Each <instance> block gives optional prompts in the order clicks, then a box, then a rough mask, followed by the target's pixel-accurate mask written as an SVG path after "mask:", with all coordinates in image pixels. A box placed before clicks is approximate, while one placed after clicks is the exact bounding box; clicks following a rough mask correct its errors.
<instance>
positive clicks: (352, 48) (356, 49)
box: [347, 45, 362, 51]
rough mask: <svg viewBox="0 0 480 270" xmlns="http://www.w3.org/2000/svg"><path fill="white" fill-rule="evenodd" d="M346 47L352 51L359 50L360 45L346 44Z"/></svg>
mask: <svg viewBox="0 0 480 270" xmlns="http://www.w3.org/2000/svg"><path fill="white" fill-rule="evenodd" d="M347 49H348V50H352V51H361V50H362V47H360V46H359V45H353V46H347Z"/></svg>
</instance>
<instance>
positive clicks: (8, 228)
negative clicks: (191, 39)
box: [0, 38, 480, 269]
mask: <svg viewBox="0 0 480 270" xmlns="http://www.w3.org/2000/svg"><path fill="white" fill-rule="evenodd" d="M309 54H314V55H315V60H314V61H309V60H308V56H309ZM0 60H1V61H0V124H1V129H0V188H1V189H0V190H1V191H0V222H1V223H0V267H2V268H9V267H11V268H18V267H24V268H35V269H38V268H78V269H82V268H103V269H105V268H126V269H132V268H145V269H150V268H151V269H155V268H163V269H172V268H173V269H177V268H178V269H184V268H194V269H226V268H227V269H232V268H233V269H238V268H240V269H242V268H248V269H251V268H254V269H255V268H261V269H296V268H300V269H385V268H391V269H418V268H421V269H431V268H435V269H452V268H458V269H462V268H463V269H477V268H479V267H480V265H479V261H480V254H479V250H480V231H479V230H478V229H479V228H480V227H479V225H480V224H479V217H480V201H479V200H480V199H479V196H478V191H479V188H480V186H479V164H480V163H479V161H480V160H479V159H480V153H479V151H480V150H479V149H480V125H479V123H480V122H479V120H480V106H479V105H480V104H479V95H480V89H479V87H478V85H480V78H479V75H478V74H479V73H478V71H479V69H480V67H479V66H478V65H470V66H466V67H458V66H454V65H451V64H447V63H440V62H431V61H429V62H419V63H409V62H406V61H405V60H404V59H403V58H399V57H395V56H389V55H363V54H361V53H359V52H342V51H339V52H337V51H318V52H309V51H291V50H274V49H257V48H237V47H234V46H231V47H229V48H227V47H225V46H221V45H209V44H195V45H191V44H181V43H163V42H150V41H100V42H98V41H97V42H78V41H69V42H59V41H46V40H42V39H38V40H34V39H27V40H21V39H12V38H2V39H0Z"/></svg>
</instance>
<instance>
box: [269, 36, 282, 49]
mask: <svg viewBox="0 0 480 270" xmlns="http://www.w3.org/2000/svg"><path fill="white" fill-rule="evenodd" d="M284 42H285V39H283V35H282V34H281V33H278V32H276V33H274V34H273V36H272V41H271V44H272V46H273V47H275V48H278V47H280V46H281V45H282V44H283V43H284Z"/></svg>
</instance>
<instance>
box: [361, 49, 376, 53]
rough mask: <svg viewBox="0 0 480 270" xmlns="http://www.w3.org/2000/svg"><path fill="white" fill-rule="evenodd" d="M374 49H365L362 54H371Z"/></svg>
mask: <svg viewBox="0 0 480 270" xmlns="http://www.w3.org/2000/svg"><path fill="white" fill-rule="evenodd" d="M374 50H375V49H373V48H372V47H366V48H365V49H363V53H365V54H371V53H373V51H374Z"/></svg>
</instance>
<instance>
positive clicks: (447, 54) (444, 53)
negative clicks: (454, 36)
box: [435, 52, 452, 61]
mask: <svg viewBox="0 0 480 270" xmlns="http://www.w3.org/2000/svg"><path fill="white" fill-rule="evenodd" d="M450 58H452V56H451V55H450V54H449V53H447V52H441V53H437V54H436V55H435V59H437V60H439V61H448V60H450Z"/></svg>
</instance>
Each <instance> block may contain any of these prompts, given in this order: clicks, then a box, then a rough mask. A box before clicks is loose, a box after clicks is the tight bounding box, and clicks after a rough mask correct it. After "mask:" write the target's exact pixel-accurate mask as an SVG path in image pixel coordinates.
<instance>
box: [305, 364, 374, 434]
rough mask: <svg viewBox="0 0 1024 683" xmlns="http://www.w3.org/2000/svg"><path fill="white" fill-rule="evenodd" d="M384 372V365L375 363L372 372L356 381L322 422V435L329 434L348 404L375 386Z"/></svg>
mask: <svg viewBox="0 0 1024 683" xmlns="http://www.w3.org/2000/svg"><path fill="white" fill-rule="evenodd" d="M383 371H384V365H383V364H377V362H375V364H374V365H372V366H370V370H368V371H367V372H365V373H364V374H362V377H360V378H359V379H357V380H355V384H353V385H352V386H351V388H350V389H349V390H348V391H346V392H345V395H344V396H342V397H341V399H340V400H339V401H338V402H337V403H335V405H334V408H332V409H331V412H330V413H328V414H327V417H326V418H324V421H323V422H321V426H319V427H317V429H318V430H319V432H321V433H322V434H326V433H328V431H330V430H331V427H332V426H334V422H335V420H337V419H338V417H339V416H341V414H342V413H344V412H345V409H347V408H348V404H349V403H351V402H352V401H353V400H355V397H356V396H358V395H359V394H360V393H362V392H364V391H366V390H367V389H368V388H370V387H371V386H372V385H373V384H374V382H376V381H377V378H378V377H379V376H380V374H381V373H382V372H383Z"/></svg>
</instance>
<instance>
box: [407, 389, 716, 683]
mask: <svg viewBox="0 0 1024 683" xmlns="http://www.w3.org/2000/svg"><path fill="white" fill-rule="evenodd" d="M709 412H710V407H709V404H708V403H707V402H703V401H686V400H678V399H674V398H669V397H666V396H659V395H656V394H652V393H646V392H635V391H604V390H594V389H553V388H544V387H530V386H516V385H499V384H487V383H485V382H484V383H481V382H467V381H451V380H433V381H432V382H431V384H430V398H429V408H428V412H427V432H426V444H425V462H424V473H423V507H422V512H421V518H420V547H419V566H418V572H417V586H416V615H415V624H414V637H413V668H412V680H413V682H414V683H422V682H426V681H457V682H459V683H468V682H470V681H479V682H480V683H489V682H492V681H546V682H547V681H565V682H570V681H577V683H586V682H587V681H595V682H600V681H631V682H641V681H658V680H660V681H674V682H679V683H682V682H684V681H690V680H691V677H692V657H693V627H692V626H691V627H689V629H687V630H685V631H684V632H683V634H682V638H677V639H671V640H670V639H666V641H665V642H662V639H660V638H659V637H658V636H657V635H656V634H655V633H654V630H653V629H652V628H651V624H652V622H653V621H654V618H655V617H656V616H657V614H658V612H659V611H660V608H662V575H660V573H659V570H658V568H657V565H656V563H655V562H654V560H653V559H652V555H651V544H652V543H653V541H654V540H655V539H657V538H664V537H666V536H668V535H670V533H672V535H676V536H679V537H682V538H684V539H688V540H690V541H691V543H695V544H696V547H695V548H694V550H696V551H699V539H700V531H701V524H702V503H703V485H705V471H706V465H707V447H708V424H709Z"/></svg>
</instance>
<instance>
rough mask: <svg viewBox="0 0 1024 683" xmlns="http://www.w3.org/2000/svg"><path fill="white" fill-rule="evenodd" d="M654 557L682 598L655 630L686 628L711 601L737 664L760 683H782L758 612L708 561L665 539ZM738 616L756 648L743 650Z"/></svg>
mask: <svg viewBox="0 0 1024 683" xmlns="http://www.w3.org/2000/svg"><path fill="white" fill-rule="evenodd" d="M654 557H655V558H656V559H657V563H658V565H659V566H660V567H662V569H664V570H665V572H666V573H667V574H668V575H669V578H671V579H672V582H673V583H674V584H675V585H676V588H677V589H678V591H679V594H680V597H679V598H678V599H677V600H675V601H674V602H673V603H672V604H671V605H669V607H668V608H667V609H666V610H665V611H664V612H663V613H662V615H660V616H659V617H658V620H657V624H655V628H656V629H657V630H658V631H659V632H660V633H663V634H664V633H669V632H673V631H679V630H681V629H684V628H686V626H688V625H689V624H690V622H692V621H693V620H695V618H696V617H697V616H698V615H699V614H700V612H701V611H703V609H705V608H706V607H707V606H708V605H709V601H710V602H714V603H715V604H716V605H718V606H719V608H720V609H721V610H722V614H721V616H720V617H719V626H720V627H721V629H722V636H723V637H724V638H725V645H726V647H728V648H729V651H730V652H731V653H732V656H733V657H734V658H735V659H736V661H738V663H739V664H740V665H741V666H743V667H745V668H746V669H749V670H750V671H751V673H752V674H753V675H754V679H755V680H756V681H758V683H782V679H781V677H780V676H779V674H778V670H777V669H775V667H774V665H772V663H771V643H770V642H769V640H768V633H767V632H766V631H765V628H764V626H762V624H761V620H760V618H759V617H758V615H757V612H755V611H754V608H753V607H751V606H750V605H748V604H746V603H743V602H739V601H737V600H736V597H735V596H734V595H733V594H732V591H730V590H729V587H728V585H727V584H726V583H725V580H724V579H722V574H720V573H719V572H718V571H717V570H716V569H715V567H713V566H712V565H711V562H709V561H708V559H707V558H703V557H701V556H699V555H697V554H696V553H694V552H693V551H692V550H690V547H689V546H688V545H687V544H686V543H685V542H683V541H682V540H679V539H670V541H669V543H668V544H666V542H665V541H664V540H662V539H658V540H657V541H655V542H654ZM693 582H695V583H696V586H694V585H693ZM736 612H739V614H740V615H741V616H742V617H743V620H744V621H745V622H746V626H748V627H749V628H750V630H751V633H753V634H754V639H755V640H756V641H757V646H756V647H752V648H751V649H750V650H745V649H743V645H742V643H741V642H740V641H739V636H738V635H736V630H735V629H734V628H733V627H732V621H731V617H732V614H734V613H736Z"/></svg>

⁂

Each line in the data that holds the string "after" must be returned.

The answer:
Each <instance> block gives optional prompts in the order clicks, then a box, then a rough mask, followed by the target's pixel-accurate mask written as an SVG path after "mask:", with all coordinates in image pixels. A box placed before clicks is approximate, while one placed after clicks is the exact bounding box; clicks following a rough mask correct its errors.
Each <instance> block may contain any of these prompts, given in this order: clicks, then a box, then a rough mask. A box before clicks is loose, a box after clicks is the tight bounding box, and clicks after a rough mask correct it. After "mask:" write the target's exact pixel-accurate mask as an SVG path in image pixel coordinates.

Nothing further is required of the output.